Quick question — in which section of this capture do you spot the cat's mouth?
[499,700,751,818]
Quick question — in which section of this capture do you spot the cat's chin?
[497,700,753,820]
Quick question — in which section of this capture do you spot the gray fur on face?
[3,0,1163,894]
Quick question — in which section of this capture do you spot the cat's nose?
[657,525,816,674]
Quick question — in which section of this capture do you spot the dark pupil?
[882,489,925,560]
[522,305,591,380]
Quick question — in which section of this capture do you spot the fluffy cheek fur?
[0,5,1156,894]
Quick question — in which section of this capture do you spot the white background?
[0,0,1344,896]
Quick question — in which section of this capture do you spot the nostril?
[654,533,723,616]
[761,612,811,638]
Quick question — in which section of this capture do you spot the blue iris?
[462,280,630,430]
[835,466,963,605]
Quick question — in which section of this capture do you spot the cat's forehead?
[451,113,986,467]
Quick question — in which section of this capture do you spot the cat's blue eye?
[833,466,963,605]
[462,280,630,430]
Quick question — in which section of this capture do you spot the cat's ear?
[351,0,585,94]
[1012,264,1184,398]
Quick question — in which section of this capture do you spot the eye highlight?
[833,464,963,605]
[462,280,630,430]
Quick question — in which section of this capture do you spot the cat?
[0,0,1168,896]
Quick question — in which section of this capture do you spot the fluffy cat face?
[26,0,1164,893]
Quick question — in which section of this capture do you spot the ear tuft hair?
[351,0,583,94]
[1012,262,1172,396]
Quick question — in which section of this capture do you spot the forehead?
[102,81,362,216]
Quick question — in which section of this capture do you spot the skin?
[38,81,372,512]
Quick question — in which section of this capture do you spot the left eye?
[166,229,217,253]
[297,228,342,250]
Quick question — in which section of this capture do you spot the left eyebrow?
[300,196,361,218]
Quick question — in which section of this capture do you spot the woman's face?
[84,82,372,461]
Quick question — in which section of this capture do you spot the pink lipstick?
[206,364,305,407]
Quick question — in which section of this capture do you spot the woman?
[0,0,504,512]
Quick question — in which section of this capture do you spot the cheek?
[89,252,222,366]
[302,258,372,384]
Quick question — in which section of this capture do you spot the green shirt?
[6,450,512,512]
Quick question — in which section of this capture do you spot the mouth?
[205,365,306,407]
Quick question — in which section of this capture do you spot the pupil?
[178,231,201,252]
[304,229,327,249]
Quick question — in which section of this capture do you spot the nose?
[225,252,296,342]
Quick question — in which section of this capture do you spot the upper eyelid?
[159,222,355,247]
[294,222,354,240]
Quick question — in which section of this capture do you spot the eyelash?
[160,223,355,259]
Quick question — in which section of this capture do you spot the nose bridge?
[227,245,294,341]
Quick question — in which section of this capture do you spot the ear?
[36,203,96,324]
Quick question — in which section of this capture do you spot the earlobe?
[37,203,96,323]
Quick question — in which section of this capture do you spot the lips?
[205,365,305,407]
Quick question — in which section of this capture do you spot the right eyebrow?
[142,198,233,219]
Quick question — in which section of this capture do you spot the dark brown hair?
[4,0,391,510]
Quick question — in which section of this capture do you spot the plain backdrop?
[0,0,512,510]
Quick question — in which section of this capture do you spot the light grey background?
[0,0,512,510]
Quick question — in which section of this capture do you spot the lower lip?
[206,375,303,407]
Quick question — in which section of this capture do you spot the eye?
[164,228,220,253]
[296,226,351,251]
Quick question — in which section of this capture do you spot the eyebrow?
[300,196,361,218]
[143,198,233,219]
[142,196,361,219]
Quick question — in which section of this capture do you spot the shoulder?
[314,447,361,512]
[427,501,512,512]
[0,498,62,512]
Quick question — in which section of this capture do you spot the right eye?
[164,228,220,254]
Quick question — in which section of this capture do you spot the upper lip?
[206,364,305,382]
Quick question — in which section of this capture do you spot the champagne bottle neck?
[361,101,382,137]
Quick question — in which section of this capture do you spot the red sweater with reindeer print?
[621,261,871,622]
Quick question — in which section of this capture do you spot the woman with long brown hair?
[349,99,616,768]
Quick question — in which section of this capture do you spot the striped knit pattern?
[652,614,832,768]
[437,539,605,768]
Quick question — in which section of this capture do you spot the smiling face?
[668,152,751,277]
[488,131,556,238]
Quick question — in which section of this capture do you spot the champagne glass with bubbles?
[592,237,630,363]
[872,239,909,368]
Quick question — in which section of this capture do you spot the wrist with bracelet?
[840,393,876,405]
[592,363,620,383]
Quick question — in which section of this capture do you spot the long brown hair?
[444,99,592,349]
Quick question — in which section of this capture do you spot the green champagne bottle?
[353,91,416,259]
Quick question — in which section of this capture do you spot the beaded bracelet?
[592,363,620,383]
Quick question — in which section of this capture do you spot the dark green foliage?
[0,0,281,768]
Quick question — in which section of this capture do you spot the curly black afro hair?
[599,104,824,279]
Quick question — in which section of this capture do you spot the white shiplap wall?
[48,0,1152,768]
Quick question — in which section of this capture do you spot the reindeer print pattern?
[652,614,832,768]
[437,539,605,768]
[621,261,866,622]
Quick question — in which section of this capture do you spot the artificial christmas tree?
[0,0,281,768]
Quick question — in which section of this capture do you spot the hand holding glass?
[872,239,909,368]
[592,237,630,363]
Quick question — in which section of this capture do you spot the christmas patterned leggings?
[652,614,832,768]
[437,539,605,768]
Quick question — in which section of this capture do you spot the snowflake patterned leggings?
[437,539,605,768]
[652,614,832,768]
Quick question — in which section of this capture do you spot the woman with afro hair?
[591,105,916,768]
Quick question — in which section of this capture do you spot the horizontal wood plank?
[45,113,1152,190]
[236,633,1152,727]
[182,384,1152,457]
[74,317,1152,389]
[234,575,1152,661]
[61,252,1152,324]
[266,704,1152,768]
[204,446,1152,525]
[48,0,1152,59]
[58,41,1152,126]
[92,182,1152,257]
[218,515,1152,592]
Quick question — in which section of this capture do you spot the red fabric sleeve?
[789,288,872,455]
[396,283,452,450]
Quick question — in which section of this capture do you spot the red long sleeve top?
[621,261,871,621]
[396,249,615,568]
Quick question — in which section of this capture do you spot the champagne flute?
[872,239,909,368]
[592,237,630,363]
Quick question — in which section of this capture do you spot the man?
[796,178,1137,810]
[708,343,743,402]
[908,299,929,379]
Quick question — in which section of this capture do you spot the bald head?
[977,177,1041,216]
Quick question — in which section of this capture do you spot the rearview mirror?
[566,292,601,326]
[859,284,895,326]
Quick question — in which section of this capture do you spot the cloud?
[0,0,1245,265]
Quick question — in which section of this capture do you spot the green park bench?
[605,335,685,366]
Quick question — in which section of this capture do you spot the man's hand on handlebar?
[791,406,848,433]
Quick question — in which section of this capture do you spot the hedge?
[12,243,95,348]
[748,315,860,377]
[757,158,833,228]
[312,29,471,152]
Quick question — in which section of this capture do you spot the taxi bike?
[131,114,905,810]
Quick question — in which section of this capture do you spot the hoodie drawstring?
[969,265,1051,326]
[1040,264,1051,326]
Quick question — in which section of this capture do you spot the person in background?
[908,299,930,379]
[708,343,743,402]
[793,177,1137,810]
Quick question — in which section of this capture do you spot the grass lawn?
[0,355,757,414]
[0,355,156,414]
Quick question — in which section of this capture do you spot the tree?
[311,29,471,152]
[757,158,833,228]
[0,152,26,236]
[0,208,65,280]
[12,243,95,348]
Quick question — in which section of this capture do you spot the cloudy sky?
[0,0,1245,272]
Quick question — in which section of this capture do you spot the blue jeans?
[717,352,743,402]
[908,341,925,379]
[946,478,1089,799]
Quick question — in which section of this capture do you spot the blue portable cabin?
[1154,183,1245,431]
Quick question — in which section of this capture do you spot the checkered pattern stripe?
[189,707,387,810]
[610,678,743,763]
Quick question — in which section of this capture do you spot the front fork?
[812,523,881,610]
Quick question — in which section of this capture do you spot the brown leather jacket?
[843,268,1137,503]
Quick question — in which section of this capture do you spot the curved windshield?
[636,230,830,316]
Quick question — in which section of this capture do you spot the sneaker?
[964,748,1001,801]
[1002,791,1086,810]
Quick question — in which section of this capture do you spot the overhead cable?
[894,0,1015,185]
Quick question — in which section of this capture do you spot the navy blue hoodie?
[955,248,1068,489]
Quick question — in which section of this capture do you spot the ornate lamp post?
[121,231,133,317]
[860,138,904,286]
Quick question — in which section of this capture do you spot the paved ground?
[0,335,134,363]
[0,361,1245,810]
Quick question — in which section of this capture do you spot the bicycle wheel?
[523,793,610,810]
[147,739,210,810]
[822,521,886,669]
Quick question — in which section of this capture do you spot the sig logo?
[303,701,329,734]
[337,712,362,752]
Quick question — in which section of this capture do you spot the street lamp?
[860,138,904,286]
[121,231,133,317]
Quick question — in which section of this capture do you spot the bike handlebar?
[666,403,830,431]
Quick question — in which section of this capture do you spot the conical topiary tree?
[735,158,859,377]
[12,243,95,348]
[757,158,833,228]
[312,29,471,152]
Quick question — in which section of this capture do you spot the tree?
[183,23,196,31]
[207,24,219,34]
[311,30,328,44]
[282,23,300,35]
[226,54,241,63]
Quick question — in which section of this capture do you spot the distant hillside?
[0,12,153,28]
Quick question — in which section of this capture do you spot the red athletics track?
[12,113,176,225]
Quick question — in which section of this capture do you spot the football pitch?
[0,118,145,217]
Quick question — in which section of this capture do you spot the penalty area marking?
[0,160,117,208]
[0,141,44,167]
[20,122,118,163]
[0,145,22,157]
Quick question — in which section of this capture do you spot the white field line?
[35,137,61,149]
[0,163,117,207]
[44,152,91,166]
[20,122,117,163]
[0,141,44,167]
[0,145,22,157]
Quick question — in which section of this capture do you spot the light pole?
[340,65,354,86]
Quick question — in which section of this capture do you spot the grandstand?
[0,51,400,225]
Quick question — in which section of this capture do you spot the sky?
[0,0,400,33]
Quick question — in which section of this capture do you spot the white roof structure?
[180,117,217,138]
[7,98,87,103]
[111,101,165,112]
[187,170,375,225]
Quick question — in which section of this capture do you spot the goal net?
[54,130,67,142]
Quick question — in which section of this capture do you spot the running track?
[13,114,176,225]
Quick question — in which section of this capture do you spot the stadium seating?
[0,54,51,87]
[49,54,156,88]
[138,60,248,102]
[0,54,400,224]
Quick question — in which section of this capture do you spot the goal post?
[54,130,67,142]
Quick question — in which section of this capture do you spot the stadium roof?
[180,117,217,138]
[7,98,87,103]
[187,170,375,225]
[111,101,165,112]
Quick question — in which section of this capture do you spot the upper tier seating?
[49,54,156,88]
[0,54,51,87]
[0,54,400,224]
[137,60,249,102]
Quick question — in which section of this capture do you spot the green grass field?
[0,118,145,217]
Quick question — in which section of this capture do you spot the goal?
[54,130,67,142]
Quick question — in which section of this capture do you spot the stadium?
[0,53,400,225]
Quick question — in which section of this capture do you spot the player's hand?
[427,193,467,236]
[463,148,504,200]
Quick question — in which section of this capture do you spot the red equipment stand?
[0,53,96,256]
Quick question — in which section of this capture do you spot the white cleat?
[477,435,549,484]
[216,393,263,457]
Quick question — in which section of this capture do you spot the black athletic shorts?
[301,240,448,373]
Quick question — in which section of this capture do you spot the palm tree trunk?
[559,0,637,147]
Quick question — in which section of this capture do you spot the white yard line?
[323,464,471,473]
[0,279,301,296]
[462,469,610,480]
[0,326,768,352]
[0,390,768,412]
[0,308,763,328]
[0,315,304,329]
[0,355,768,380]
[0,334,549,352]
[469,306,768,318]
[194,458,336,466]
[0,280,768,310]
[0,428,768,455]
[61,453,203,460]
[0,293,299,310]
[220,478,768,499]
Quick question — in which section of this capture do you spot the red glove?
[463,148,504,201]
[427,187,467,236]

****

*EXERCISE DIRECTIONS:* Lay out the stretch of the material from the line containing "reindeer print pattern?" through the line containing "[791,406,848,433]" as a Markdown table with two columns, Row and Text. Row holds each line's running number and Text holds the line itself. Leave out blank lines.

*TASK RESULT:*
| Row | Text |
|---|---|
| 1 | Quick question — in which section of this capture do you spot the reindeer print pattern? |
| 2 | [652,614,832,768] |
| 3 | [437,539,605,768] |
| 4 | [621,261,866,622] |
| 5 | Quick question — in which section of this capture do you spot the artificial christmas tree? |
| 6 | [0,0,281,768] |
| 7 | Quick question — in which section of this capture do you spot the hand holding glass? |
| 8 | [872,239,909,368] |
| 9 | [592,237,630,363] |
| 10 | Quick question — in which section of this capture do you spot the christmas patterned leggings? |
| 11 | [652,614,832,768] |
| 12 | [437,539,605,768] |
| 13 | Quick question — in which section of this capture do you spot the snowflake patterned leggings? |
| 14 | [437,539,605,768] |
| 15 | [652,614,832,768] |
| 16 | Quick question — in which section of this capture do you spot the woman with afro hair? |
| 17 | [591,105,916,768] |
| 18 | Quick question — in which section of this capture do you spot the horizontal wood plank? |
| 19 | [45,113,1152,190] |
| 20 | [236,633,1152,727] |
| 21 | [182,384,1152,457] |
| 22 | [74,317,1152,389] |
| 23 | [234,575,1152,661] |
| 24 | [61,252,1152,324] |
| 25 | [266,704,1152,768] |
| 26 | [204,446,1152,525] |
| 27 | [48,0,1152,59] |
| 28 | [58,41,1152,126] |
| 29 | [92,182,1152,257] |
| 30 | [218,515,1152,592] |
| 31 | Quick question — in which section of this capture do you spot the red fabric sleeve? |
| 32 | [789,288,872,455] |
| 33 | [396,283,452,450] |
| 34 | Quick question — in which section of this capture do you spot the red long sleeve top? |
| 35 | [621,261,871,621] |
| 36 | [396,249,615,568] |
| 37 | Quick question — in which section of this capture do you spot the champagne flute? |
| 38 | [872,239,909,368] |
| 39 | [592,237,630,363] |
| 40 | Quick question — in which section of this capture do you spot the man? |
| 41 | [796,178,1137,810] |
| 42 | [708,343,743,402] |
| 43 | [908,299,929,379] |
| 44 | Quick question — in which section of this capture do you spot the bald head? |
| 45 | [977,177,1041,216] |
| 46 | Quick question — in which section of this capture do you spot the rearview mirror? |
| 47 | [566,292,601,326] |
| 48 | [859,284,895,326] |
| 49 | Quick question — in which section of this capture do you spot the cloud? |
| 50 | [0,0,1245,265] |
| 51 | Quick question — in which section of this capture do you spot the green park bench? |
| 52 | [605,335,685,366] |
| 53 | Quick question — in which section of this capture do you spot the man's hand on handlebar? |
| 54 | [791,406,848,433] |